Locate each line in the items below that contains the word "chair" and copy those lines. Matching is case-sensitive.

>> START Data shown

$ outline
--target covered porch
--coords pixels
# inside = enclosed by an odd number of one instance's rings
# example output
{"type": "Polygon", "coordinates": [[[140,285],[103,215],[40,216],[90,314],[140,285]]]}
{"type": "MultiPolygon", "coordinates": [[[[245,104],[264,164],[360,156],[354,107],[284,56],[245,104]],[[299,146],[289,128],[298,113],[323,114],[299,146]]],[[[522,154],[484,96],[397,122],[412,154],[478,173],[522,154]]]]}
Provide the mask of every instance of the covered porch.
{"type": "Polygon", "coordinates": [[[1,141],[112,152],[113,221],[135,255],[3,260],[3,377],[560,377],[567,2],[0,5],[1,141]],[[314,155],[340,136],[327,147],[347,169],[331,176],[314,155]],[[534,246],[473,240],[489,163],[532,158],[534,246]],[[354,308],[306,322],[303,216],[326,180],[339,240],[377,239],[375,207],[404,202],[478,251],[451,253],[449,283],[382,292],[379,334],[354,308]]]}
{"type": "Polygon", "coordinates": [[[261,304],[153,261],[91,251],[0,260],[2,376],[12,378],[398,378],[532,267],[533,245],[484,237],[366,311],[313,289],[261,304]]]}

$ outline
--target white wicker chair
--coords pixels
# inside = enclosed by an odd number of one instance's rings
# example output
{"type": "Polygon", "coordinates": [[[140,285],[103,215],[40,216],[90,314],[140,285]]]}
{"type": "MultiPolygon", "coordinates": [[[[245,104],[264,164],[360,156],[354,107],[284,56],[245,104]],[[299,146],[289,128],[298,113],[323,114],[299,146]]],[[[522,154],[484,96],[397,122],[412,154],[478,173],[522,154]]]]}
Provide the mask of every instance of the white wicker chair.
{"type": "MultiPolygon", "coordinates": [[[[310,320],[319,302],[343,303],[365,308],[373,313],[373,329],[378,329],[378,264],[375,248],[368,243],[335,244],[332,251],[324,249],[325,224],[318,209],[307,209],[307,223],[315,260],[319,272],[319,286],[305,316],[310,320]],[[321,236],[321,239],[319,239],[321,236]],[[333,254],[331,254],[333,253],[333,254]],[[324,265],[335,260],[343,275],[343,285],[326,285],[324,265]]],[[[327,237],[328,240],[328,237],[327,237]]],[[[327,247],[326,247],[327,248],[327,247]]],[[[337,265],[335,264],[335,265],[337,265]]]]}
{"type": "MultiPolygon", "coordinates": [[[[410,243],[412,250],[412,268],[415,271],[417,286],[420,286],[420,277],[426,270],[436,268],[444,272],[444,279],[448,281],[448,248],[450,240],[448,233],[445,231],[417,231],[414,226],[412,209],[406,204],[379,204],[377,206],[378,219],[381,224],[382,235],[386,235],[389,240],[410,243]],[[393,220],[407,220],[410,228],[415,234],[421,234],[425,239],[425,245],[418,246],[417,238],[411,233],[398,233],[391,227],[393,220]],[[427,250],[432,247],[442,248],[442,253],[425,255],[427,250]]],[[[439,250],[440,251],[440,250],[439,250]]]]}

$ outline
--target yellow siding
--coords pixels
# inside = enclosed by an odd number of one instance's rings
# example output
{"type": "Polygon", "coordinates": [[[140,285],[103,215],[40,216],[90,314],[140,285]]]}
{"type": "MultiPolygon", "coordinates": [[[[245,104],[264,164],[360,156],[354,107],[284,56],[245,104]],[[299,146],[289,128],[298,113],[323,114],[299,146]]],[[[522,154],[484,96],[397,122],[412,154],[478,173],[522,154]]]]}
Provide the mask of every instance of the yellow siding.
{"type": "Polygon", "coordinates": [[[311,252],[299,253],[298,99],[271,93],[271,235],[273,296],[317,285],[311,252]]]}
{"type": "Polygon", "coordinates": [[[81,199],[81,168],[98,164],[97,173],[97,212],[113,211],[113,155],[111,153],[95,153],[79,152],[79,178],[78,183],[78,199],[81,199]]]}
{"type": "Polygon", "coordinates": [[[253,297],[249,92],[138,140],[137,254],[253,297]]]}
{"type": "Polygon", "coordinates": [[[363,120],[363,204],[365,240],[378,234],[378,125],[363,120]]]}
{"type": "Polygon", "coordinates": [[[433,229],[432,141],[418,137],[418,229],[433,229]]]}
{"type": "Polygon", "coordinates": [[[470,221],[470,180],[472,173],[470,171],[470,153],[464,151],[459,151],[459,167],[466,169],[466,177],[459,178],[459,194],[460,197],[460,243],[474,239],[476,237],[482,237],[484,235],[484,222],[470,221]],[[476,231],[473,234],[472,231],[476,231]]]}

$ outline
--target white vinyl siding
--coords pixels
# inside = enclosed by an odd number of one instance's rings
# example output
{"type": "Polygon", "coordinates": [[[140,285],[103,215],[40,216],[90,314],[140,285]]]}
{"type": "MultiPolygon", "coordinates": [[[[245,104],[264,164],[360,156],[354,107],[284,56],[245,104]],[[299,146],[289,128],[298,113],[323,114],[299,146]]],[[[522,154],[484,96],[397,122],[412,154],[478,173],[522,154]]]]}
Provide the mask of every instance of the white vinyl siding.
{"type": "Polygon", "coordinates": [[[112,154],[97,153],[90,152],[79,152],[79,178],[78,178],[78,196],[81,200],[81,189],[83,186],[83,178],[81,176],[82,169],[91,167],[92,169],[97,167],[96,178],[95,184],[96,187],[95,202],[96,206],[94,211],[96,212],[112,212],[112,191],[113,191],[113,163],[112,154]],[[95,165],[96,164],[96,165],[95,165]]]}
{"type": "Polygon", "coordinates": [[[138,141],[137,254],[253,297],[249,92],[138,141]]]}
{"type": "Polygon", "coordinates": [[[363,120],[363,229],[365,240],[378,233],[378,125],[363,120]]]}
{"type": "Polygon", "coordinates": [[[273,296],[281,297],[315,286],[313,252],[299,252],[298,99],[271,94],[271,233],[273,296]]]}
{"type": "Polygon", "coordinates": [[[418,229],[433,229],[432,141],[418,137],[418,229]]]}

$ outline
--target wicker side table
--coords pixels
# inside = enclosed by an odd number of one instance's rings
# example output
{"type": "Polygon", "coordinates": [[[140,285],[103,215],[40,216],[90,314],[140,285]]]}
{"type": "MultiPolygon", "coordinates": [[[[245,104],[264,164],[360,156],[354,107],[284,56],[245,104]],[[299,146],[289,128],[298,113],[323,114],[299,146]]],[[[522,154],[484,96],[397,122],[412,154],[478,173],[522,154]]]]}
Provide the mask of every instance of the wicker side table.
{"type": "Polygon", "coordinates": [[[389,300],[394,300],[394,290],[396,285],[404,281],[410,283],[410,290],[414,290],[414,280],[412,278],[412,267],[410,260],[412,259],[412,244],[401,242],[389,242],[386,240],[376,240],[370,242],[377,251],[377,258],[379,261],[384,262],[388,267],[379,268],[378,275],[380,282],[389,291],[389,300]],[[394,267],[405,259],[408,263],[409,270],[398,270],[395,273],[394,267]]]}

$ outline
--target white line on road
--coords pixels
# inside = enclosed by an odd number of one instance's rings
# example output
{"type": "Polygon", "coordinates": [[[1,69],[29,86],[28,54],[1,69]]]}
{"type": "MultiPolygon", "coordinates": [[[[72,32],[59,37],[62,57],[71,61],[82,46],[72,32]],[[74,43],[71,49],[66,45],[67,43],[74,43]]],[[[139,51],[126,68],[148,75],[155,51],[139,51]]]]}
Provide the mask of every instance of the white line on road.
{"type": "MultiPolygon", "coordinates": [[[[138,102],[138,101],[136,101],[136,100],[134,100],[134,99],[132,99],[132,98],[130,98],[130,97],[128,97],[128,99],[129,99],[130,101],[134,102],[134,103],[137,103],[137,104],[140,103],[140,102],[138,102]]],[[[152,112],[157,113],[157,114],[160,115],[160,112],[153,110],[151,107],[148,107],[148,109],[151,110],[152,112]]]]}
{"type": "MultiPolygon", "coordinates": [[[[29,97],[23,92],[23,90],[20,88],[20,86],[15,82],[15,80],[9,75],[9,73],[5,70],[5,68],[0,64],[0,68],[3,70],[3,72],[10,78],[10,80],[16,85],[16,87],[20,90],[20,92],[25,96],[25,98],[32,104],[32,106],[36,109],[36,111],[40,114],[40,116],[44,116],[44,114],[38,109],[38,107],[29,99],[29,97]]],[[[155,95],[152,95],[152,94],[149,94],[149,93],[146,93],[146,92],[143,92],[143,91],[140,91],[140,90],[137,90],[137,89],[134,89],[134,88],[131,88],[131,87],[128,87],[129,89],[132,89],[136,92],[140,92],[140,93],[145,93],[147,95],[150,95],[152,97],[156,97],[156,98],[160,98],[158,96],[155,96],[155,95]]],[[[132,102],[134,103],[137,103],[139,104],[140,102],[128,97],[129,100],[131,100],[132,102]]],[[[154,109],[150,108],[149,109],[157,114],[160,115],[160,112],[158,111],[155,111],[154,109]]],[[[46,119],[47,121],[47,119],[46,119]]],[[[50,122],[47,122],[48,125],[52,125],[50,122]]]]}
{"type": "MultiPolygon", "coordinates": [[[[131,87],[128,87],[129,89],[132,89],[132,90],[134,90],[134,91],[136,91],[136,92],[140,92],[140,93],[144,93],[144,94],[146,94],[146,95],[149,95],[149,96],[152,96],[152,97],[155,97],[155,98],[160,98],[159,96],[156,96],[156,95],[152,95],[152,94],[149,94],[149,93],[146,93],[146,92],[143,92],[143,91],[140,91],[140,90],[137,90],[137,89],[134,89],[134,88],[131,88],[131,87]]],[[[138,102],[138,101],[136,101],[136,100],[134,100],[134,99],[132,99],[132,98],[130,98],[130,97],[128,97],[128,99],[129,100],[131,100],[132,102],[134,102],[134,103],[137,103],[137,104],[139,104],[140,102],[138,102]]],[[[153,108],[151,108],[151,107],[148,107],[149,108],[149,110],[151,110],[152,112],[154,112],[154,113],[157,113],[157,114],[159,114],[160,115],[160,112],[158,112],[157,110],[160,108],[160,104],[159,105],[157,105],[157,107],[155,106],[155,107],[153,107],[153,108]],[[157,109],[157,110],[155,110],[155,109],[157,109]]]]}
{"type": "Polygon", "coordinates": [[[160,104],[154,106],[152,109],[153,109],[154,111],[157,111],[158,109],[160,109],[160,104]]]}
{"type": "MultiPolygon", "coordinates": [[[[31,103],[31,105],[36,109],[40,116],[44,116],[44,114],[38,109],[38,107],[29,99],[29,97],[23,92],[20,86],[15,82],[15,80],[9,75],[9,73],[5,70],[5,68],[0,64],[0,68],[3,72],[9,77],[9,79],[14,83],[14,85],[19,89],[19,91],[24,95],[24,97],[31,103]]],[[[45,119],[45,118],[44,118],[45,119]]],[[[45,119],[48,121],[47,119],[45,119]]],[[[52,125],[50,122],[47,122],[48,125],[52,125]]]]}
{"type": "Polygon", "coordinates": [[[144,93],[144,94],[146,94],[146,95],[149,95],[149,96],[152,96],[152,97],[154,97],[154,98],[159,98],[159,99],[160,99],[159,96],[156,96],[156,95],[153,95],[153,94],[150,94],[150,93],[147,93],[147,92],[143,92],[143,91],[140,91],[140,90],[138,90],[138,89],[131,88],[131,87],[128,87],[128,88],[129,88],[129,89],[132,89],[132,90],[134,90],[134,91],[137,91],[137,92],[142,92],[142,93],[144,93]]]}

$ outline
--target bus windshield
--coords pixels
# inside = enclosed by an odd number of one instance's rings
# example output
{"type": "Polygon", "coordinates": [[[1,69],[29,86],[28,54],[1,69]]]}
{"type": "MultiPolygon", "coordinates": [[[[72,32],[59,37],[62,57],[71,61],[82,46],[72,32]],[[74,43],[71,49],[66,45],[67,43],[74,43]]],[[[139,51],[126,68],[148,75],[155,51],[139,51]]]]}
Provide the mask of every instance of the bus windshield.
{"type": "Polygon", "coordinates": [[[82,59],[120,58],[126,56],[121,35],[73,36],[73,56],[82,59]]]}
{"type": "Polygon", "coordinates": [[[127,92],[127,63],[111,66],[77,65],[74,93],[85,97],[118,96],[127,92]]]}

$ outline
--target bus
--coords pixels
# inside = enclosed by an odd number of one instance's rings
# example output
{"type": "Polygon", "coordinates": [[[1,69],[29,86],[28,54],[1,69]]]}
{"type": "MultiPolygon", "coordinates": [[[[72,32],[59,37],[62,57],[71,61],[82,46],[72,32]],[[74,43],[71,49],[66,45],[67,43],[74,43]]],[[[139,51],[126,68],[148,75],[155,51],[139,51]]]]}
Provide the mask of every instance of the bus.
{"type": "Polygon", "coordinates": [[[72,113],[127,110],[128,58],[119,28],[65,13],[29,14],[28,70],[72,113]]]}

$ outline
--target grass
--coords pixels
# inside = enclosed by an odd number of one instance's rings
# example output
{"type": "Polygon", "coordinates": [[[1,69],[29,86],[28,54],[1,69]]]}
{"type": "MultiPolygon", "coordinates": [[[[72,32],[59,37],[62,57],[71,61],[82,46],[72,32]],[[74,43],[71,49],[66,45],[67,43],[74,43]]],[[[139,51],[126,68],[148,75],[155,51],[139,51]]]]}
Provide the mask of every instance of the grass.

>> END Data shown

## Completed task
--target white wicker chair
Provide the mask of every instance of the white wicker chair.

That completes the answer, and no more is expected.